ESTRATTO FORNITO:
Dal carcere alla vita oggi un concerto per cantare la libertà

Da una parte, ragazzi appena ventenni che hanno appena finito la scuola. Dall’altra, ragazzi del carcere di Santa Bona “in articolo 21”, ovvero detenuti a fine pena con la possibilità di lavorare all’esterno di giorno con rientro in cella alla sera.
L’incontro è avvenuto quasi per caso, in piena estate. La Cooperativa Alternativa di Vascon è il posto dove alcuni di loro si sono incontrati la prima volta e dove, nel caldo soffocante di metà agosto, hanno preso le misure sulle diversità dei loro mondi. I primi approcci sono stati timidi, quasi delicati. «Sono persone» dice Federico, 19 anni «prima di tutto, sono esseri umani che sicuramente hanno sbagliato, ma che hanno anche elaborato le loro colpe. Tante volte i loro punti di vista mi hanno messo al muro. Ad esempio per me la libertà, pensando al mio stato attuale, è rendermi indipendente dai miei genitori il prima possibile. Guadagnare, trovare un lavoro, uscire di casa e fare quello che voglio. Lucky mi ha fatto ragionare: perché tutta questa fretta, mi ha chiesto. Prima laureati, poi trovati un lavoro. Studia, datti da fare, e poi esci di casa quando ti potrai mantenere». Lucky ascolta: «Sì, gli ho detto di fare un passo alla volta. Io ad esempio sono uscito di casa a 14 anni… E poi non sono più tornato: ho fatto 13 anni di galera».

CONSEGNA: Trascriva il tratto del testo sul concerto da «Dal carcere alla» fino a «cella alla sera.», sostituendo «carcere» con «penitenziario».

DATI FORNITI:
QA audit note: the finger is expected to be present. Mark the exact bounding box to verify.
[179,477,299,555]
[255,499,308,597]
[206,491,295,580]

* * *

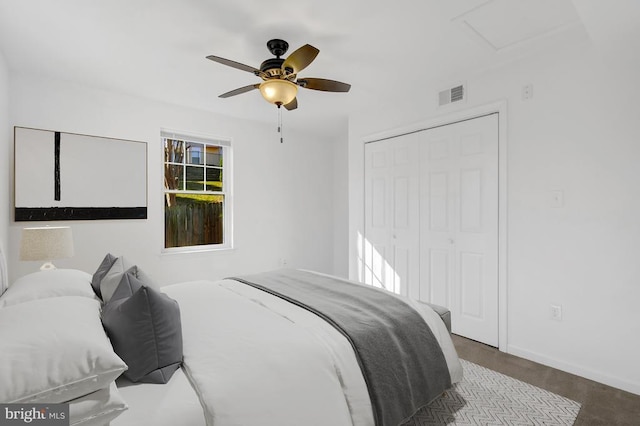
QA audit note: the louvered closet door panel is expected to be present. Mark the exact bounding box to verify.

SOLUZIONE:
Dal penitenziario alla vita oggi un concerto per cantare la libertà

Da una parte, ragazzi appena ventenni che hanno appena finito la scuola. Dall’altra, ragazzi del penitenziario di Santa Bona “in articolo 21”, ovvero detenuti a fine pena con la possibilità di lavorare all’esterno di giorno con rientro in cella alla sera.